# [ASSIGNMENT]
Nothing in the records may be dropped or altered when you repeat them.

# [DATA PROVIDED]
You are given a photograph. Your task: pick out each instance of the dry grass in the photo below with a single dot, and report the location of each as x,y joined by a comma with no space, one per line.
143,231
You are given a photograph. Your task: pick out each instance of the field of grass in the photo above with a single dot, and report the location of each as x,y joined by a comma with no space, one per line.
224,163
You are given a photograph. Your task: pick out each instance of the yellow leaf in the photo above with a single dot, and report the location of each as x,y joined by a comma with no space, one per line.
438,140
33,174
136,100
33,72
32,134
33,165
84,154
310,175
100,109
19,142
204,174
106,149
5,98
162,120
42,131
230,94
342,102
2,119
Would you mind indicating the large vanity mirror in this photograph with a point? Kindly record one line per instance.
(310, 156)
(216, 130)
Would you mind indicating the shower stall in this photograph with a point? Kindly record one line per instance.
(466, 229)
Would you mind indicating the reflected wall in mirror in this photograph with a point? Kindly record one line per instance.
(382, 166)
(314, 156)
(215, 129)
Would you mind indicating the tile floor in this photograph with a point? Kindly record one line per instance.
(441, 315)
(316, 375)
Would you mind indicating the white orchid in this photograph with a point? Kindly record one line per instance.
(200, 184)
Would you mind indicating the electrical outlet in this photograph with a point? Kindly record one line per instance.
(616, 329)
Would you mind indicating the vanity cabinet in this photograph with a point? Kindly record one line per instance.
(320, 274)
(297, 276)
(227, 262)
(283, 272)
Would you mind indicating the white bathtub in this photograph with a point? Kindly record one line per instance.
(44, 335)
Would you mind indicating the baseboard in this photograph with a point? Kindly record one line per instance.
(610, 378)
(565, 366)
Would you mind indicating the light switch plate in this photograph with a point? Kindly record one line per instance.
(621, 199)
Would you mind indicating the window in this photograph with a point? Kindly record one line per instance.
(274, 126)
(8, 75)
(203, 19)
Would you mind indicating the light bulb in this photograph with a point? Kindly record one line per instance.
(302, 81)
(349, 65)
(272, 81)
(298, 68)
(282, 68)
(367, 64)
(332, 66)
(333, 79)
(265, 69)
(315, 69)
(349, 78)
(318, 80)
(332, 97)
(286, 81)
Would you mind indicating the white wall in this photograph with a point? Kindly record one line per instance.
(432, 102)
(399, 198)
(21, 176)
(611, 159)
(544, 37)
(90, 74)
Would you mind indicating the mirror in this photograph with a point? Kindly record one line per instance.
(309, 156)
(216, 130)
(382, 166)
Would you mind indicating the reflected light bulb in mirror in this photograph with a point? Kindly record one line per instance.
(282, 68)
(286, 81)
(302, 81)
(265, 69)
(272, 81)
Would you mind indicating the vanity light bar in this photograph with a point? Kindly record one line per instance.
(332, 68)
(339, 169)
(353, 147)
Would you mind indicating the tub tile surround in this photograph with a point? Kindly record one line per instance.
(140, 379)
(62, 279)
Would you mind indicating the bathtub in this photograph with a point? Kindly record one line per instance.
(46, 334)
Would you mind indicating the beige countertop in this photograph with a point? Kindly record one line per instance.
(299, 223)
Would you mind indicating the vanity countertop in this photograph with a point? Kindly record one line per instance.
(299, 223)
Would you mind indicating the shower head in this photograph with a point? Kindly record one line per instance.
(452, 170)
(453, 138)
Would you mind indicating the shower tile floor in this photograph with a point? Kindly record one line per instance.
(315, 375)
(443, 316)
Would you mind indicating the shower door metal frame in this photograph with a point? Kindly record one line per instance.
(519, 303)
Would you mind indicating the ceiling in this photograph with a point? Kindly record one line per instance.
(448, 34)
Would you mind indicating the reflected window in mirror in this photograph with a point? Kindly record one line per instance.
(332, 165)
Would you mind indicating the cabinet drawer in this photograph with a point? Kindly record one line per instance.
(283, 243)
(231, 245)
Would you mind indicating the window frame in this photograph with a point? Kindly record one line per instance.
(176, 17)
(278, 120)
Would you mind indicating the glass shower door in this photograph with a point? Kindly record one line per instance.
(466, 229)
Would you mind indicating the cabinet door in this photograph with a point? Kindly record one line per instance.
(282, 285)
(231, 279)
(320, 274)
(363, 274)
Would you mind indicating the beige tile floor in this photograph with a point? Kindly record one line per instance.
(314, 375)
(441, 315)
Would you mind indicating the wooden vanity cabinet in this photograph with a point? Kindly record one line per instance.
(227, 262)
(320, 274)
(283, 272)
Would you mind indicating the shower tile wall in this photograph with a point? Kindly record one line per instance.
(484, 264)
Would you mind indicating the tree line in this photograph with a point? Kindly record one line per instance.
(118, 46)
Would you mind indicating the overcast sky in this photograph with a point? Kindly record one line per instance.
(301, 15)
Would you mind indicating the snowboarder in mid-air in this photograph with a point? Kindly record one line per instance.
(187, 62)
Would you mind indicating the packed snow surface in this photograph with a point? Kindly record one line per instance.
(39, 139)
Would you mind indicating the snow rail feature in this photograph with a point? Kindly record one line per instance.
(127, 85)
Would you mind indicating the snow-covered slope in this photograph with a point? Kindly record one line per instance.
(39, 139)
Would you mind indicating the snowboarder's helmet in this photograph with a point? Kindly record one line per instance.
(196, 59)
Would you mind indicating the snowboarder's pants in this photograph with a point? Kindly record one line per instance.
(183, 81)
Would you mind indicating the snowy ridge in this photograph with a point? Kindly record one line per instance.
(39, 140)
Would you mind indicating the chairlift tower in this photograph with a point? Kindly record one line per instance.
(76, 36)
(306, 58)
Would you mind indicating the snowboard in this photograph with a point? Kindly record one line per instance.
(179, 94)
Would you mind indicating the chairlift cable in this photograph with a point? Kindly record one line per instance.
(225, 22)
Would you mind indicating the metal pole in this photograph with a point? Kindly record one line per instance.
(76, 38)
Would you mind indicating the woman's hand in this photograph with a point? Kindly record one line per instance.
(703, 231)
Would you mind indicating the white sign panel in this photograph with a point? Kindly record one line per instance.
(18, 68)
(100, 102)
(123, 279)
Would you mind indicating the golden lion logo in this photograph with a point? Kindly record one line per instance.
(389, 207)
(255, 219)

# [RESULT OF THIS EXERCISE]
You are given a photograph. Your task: pick out each instance of the dry grass in the photo below with a single dot, and report the location of each as x,y joined by a comma with no space, one per line.
143,231
You are given a photograph. Your task: pick out each instance of the field of grass in the photo above with a single dot, and report the location of each as x,y joined by a comma with no space, one per line.
224,163
You are given a photograph. Your task: pick out each instance of the yellow leaf in the photo above with a single dot, and report the location of each as x,y joined by a comma with no space, one per line.
438,140
33,174
136,100
33,72
32,134
33,165
84,154
310,175
100,109
19,142
204,174
106,149
5,98
162,120
42,131
230,94
342,102
2,119
Would you mind indicating the large vanity mirror in this photograph with a point? Kindly record one line per instance.
(310, 156)
(216, 130)
Would you mind indicating the shower stall in this photograph with a point? Kindly record one line per instance.
(466, 229)
Would you mind indicating the reflected wall in mirror in this photograph with a point? Kindly record one line per instance.
(382, 166)
(314, 156)
(215, 129)
Would you mind indicating the tile floor in this photograph with a point? Kindly record one line per instance.
(441, 315)
(316, 375)
Would you mind indicating the white orchid in this photograph with a point? Kindly record one line per instance.
(200, 184)
Would you mind indicating the electrical outlet in this photograph with a point? Kindly record one line per instance.
(616, 329)
Would you mind indicating the vanity cabinet in this photograph with a point? Kindly record one line per instance.
(320, 274)
(297, 276)
(227, 262)
(283, 272)
Would you mind indicating the white bathtub in this photograph with a point? Kindly record one line per instance.
(44, 335)
Would you mind indicating the baseboard in this photograph with a point? Kindly record one line per instance.
(610, 378)
(565, 366)
Would you mind indicating the light switch plate in this photograph with a point? Kindly record one line per instance.
(621, 199)
Would you mind indicating the window in this photograph with a point? Kindly record one line per instance.
(274, 126)
(8, 75)
(203, 19)
Would you mind indicating the light bulb in this photograph with a point? Kindly record one line per instance.
(302, 81)
(349, 65)
(272, 81)
(298, 68)
(282, 68)
(367, 64)
(332, 66)
(333, 79)
(265, 69)
(315, 69)
(349, 78)
(318, 80)
(332, 97)
(286, 81)
Would you mind indicating the white wall in this photograph with a point? Kindly record one line per instance.
(432, 102)
(399, 198)
(21, 176)
(611, 159)
(544, 37)
(90, 74)
Would you mind indicating the mirror in this photograph with a point? Kindly record one line per instance.
(309, 156)
(216, 130)
(382, 166)
Would you mind indicating the reflected light bulb in mirror in this photograph with a point? Kindly record one line per instance.
(282, 68)
(286, 81)
(302, 81)
(265, 69)
(272, 81)
Would you mind indicating the vanity light bar in this photograph with a point? Kindly record one line per instance.
(332, 68)
(339, 169)
(353, 147)
Would you mind indicating the tub tile surround in this photograph with a point? Kindly record one line per instance.
(140, 379)
(62, 279)
Would you mind indicating the bathtub in this photograph with a point? Kindly record one line per instance.
(46, 334)
Would you mind indicating the beige countertop in this photograph with a point? Kindly record one line per instance.
(299, 223)
Would you mind indicating the vanity countertop in this photograph with a point? Kindly record one line per instance.
(299, 223)
Would you mind indicating the shower head in this photograph with a point? Kindly record one line per instance.
(452, 170)
(453, 138)
Would you mind indicating the shower tile floor in this photograph with a point? Kindly record one line per instance.
(315, 375)
(443, 316)
Would you mind indicating the shower door metal frame in this photograph with a point? Kindly record one line per instance.
(519, 303)
Would you mind indicating the ceiling in this photograph with a point? Kindly record one line per instance.
(448, 34)
Would you mind indicating the reflected window in mirror in this photograph with a point? Kindly record one line per instance.
(332, 165)
Would you mind indicating the cabinet drawer in this photograph with a point? Kindly record one line per instance.
(283, 243)
(231, 245)
Would you mind indicating the window frame in this photograph with a point? Kindly record one line per instance.
(176, 17)
(278, 120)
Would you mind indicating the glass shower door in this photograph with a point? Kindly record one line per instance.
(466, 229)
Would you mind indicating the cabinet door in this photograph with a point? Kindly record one line per instance.
(282, 285)
(231, 279)
(320, 274)
(363, 274)
Would you mind indicating the beige tile floor in this photograph with a point? Kindly record one line per instance.
(314, 375)
(441, 315)
Would you mind indicating the wooden vanity cabinet in this photograph with a point? Kindly record one line per instance.
(227, 262)
(320, 274)
(283, 272)
Would you mind indicating the shower tile wall in this photograph with a point? Kindly record one line per instance.
(484, 264)
Would you mind indicating the tree line in this photograph with a point? Kindly record one line per instance.
(118, 46)
Would you mind indicating the overcast sky in this photograph with a point? Kindly record one line per instance.
(301, 15)
Would you mind indicating the snowboarder in mid-air in this photograph with a point? Kindly record one line per instance.
(187, 62)
Would you mind indicating the packed snow surface in this photograph with a point? Kindly record one line per instance.
(39, 139)
Would you mind indicating the snow rail feature in this photograph with a point? Kindly record one line per instance.
(127, 85)
Would you mind indicating the snow-covered slope in this photograph with a point? Kindly record one line per instance.
(39, 139)
Would you mind indicating the snowboarder's helmet in this photograph with a point? Kindly record one line per instance.
(196, 59)
Would you mind indicating the snowboarder's pants in this photograph with a point? Kindly record one line per instance.
(183, 81)
Would you mind indicating the snowy ridge in this photograph with a point? Kindly record one line per instance.
(39, 140)
Would you mind indicating the chairlift tower in this photograph with a point? Kindly record one line per instance.
(76, 36)
(306, 58)
Would you mind indicating the snowboard in this photograph with a point? Kindly record one line per instance.
(179, 94)
Would you mind indicating the chairlift cable in this photograph with a point? Kindly record one line per instance.
(225, 22)
Would you mind indicating the metal pole in this photograph with a point? Kindly record one line per instance.
(76, 38)
Would you mind indicating the woman's hand in this photograph with a point? Kindly record one line per instance.
(703, 231)
Would you mind indicating the white sign panel in this photograph with a point? Kindly record one line per instance.
(18, 68)
(100, 102)
(123, 279)
Would you mind indicating the golden lion logo in this photograph with a point? Kindly record one line per instance.
(389, 207)
(255, 219)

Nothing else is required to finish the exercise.